* _Selected excerpt_
==================================================
Self-monstrosity Displaced: Dracula, Unwanted Liberator of Societal Repression

True to his in-story metamorphic powers, Bram Stoker’s title character of Count Dracula in Dracula takes on a multi-faceted and difficult to define form. In both action and existence he embodies traits that are normally perceived as mutually exclusive, and often directly conflict. Upon entering into London and Western society, Dracula’s confusing and paradoxical existence transforms the world around him, too, into a paradox, coming into direct contradiction with many of the societal conventions that empower the male-dominant hierarchy and form the foundations of 19th century Victorian society. This contradiction ultimately threatens to overthrow the society in place, making Dracula a dangerous monster whose eradication is relentlessly pursued.

Dracula’s monstrosity comes primarily in two forms: the monster that defies easy categorization, and the monster that comes from outside to dwell within. Dracula himself is an amalgation of a myriad of traits – he is at once both male and female, homo- and heterosexual, a student of modern knowledge and a master of ancient magical powers. Arriving in London, he appears to introduce this confusion of contradictory traits into society, although it becomes apparent that these traits are not the artificial contaminants of a foreigner, but elements already innate and underlying in Western society.
==================================================
In the Dracula essay above, what are the two primary forms that Dracula's monstrosity takes?
==================================================
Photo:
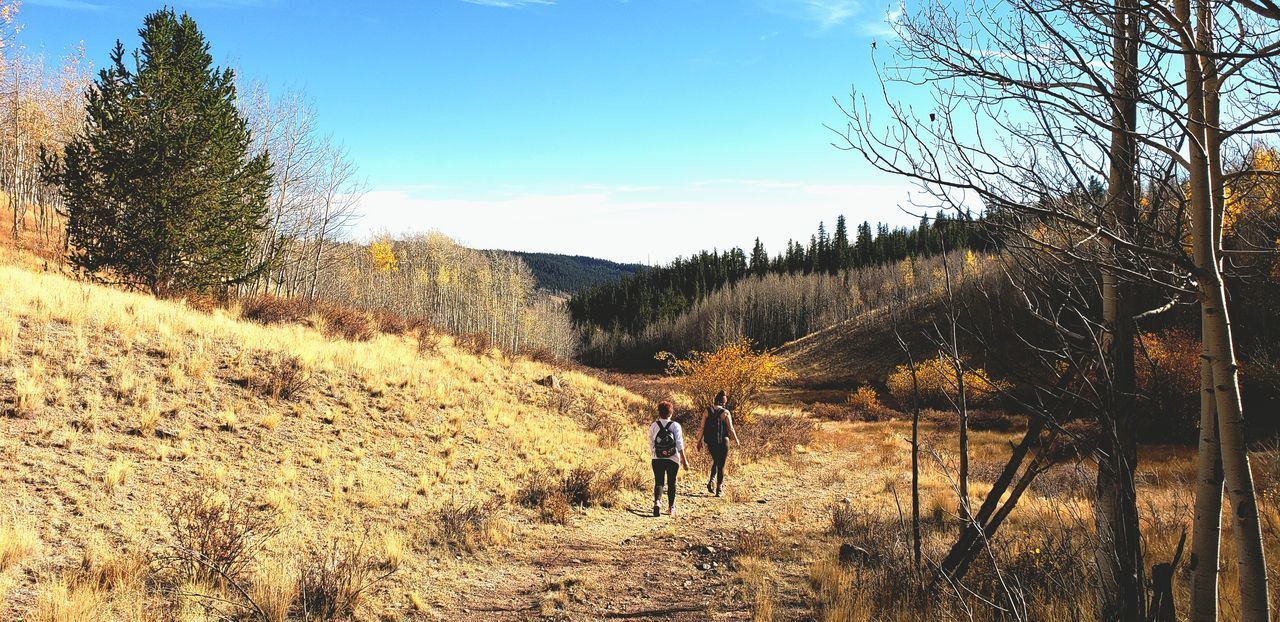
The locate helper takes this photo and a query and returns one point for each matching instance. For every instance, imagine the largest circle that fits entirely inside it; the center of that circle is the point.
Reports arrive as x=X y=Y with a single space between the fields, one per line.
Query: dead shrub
x=768 y=435
x=336 y=579
x=844 y=518
x=397 y=324
x=936 y=380
x=543 y=356
x=736 y=367
x=346 y=323
x=832 y=412
x=218 y=535
x=556 y=493
x=465 y=525
x=283 y=376
x=474 y=343
x=1168 y=375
==================================================
* _Reply to the task_
The monster that defies easy categorization, and the monster that comes from outside to dwell within.